◆ What this task involves
Reproduce every one of the lines below word for word, leaving out the picture.
**** Data extract ****
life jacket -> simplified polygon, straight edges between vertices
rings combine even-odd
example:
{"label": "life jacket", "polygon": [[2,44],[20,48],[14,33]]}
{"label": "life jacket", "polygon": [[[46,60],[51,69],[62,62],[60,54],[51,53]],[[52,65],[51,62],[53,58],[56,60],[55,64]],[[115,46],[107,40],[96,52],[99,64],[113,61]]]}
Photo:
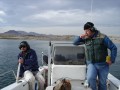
****
◆ Reply to the exercise
life jacket -> simplified polygon, straight edges between vertices
rings combine even-odd
example:
{"label": "life jacket", "polygon": [[2,44],[20,48],[14,33]]}
{"label": "life jacket", "polygon": [[[46,60],[51,69],[62,62],[60,54],[51,53]],[[52,65],[51,62],[53,58],[56,60],[55,64]],[[115,46],[107,40],[96,52],[99,64],[113,61]]]}
Photo:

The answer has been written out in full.